> [Goal] Output, word for word, the line that contains "glass curtain wall" and all lines following it to the end of the listing. Drop the pictures.

> [Stored dataset items]
* * * * * * *

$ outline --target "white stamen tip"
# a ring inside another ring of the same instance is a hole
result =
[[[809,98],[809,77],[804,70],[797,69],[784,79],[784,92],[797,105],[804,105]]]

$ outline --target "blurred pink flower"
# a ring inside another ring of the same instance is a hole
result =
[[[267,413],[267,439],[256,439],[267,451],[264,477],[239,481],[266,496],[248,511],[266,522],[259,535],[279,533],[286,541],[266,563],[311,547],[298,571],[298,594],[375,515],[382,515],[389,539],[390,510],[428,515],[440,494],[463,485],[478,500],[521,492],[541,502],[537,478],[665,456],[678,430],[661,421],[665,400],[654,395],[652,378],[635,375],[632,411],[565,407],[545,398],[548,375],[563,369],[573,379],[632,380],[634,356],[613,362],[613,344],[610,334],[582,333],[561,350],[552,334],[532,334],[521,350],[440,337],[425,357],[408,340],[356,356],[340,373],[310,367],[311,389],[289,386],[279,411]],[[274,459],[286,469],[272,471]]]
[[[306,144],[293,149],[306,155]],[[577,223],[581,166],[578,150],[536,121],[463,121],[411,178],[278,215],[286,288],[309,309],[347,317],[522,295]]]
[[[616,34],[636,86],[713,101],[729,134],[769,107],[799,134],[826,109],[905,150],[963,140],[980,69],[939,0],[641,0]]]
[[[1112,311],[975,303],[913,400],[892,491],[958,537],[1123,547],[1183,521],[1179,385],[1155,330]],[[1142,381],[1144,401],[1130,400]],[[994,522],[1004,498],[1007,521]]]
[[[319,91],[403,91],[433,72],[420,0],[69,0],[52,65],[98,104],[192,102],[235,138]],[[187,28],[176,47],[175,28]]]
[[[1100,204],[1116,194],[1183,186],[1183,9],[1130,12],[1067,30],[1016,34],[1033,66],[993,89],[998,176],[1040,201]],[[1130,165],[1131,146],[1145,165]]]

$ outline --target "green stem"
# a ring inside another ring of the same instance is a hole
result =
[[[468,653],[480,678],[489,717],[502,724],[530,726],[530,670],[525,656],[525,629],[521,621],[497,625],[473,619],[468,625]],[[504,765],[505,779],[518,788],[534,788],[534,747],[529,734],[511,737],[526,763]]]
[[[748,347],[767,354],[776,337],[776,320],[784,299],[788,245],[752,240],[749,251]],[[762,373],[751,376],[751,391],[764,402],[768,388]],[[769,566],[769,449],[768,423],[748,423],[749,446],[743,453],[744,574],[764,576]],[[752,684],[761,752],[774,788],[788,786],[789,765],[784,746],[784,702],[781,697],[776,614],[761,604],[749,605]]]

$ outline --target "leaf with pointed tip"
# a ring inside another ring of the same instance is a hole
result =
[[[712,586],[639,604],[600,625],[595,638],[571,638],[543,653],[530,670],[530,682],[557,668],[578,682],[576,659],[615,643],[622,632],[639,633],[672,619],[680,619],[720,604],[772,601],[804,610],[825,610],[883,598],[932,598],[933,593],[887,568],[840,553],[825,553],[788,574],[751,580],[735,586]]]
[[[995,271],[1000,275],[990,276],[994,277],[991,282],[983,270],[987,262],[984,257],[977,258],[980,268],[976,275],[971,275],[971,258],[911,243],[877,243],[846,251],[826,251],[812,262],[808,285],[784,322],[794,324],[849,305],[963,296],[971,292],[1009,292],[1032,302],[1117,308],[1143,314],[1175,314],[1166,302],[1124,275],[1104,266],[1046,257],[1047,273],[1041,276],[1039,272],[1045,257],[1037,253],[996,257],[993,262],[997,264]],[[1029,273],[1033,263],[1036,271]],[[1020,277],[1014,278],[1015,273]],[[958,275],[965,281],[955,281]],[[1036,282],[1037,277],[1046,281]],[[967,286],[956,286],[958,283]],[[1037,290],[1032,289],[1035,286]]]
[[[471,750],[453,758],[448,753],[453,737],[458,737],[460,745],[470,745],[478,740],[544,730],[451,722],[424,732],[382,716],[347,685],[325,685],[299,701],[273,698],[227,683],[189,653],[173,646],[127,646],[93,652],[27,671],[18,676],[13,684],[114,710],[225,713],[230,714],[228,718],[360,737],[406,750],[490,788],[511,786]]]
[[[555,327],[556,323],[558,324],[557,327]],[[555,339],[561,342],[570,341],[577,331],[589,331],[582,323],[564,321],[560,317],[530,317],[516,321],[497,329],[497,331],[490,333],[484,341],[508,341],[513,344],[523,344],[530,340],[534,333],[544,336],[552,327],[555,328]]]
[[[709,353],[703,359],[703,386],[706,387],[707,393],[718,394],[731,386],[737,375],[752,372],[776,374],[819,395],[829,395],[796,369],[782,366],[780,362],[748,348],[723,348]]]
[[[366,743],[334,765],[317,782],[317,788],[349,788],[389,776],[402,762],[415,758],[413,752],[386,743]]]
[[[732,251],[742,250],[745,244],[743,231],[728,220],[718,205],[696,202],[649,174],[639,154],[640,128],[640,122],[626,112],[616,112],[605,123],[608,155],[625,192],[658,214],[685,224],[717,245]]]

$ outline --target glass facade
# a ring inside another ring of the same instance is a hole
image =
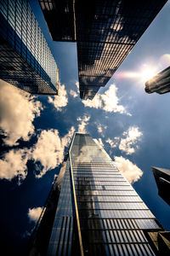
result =
[[[39,0],[51,36],[76,42],[80,96],[105,86],[167,0]]]
[[[162,227],[98,142],[75,133],[67,156],[47,255],[155,255]]]
[[[59,71],[27,0],[0,1],[0,79],[33,94],[57,94]]]
[[[152,167],[158,195],[170,206],[170,169]]]
[[[170,91],[170,67],[164,69],[145,83],[147,93],[164,94]]]

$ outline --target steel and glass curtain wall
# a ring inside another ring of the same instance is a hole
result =
[[[0,1],[0,79],[33,94],[57,94],[58,67],[27,0]]]
[[[152,167],[159,195],[170,206],[170,169]]]
[[[157,92],[164,94],[170,91],[170,67],[160,72],[145,83],[147,93]]]
[[[89,135],[74,135],[54,186],[60,192],[45,211],[54,202],[53,225],[44,213],[30,255],[155,255],[147,234],[162,228]]]
[[[80,96],[105,86],[167,0],[39,0],[55,41],[76,42]]]

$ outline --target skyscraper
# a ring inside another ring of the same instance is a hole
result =
[[[105,86],[167,0],[39,0],[52,38],[76,42],[80,96]]]
[[[155,255],[152,241],[158,245],[160,231],[98,141],[75,133],[30,255]]]
[[[145,83],[147,93],[157,92],[164,94],[170,91],[170,67],[160,72]]]
[[[59,70],[28,0],[0,1],[0,79],[33,94],[57,94]]]
[[[152,167],[158,188],[158,195],[170,206],[170,170]]]

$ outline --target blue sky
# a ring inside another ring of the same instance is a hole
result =
[[[59,67],[61,85],[57,96],[31,96],[1,81],[2,247],[8,253],[23,253],[74,131],[86,131],[103,143],[170,230],[170,207],[158,196],[151,172],[152,166],[169,168],[170,95],[144,92],[146,79],[170,65],[170,3],[94,100],[82,102],[76,87],[76,44],[53,42],[38,3],[30,2]]]

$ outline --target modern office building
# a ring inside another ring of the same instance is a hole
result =
[[[59,70],[27,0],[0,1],[0,79],[32,94],[58,93]]]
[[[145,83],[147,93],[163,94],[170,91],[170,67],[164,69]]]
[[[158,195],[170,206],[170,170],[152,167]]]
[[[76,42],[80,96],[105,86],[167,0],[39,0],[52,38]]]
[[[160,232],[169,236],[98,141],[75,133],[30,256],[156,255]]]

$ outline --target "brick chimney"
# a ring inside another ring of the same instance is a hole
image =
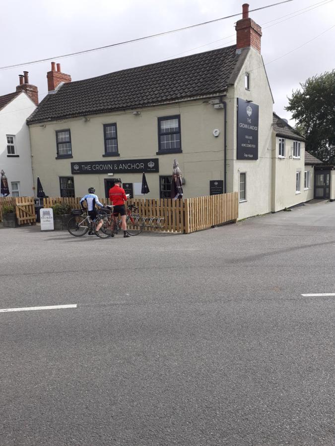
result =
[[[242,18],[236,22],[236,49],[252,47],[261,53],[262,28],[249,17],[249,5],[242,5]]]
[[[48,79],[48,91],[53,93],[61,82],[70,82],[71,76],[69,74],[66,74],[61,71],[61,64],[56,64],[55,62],[51,62],[51,71],[47,73]]]
[[[29,84],[28,71],[19,74],[20,84],[16,87],[16,91],[24,91],[36,105],[38,105],[38,90],[35,85]]]

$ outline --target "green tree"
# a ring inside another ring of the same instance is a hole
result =
[[[307,152],[335,164],[335,70],[310,77],[300,86],[285,109],[306,138]]]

* * * * * * *

> [Correct output]
$ outline --target steel and glass curtain wall
# a ring inside another ring of the same instance is a hole
result =
[[[0,1],[0,79],[33,94],[57,94],[58,67],[27,0]]]
[[[152,167],[159,195],[170,206],[170,169]]]
[[[157,92],[164,94],[170,91],[170,67],[160,72],[145,83],[147,93]]]
[[[89,135],[74,135],[54,186],[60,192],[45,211],[54,202],[53,225],[44,213],[30,255],[155,255],[147,234],[162,228]]]
[[[80,96],[105,86],[167,0],[39,0],[55,41],[76,42]]]

$ outline --target skyscraper
# a ring inside another ring of the same instance is a hole
result =
[[[105,86],[167,0],[39,0],[52,38],[76,42],[80,96]]]
[[[155,255],[152,241],[158,245],[160,231],[98,141],[75,133],[30,255]]]
[[[145,83],[147,93],[157,92],[164,94],[170,91],[170,67],[160,72]]]
[[[59,70],[28,0],[0,1],[0,79],[33,94],[57,94]]]
[[[152,167],[158,188],[158,195],[170,206],[170,170]]]

$ outline --target blue sky
# a ring inside another ring of the same instance is a hole
result =
[[[59,67],[61,85],[57,96],[31,96],[1,81],[2,247],[8,253],[23,253],[74,131],[86,131],[103,143],[170,230],[170,207],[158,196],[151,172],[152,166],[169,168],[170,95],[144,92],[146,79],[170,65],[170,3],[94,100],[82,102],[76,87],[76,44],[53,42],[38,3],[30,2]]]

$ outline --target modern office building
# a ring inside another ring of the same instance is a hole
result =
[[[59,70],[27,0],[0,1],[0,79],[32,94],[58,93]]]
[[[145,83],[147,93],[163,94],[170,91],[170,67],[164,69]]]
[[[158,195],[170,206],[170,170],[152,167]]]
[[[76,42],[80,96],[105,86],[167,0],[39,0],[52,38]]]
[[[160,232],[169,236],[98,141],[75,133],[30,256],[156,255]]]

$ outline --target "brick chimney"
# a ring inside another ring of the same instance is a hole
image =
result =
[[[242,18],[236,22],[236,49],[252,47],[261,53],[262,28],[249,17],[249,5],[242,5]]]
[[[48,79],[48,91],[53,93],[61,82],[70,82],[71,76],[69,74],[66,74],[61,71],[61,64],[56,64],[55,62],[51,62],[51,71],[47,73]]]
[[[29,84],[28,71],[19,74],[20,84],[16,87],[16,91],[24,91],[36,105],[38,105],[38,90],[35,85]]]

$ outline --target "green tree"
# a ring inside another ring of the same instance is a hole
result =
[[[307,152],[335,164],[335,70],[310,77],[300,86],[285,109],[306,138]]]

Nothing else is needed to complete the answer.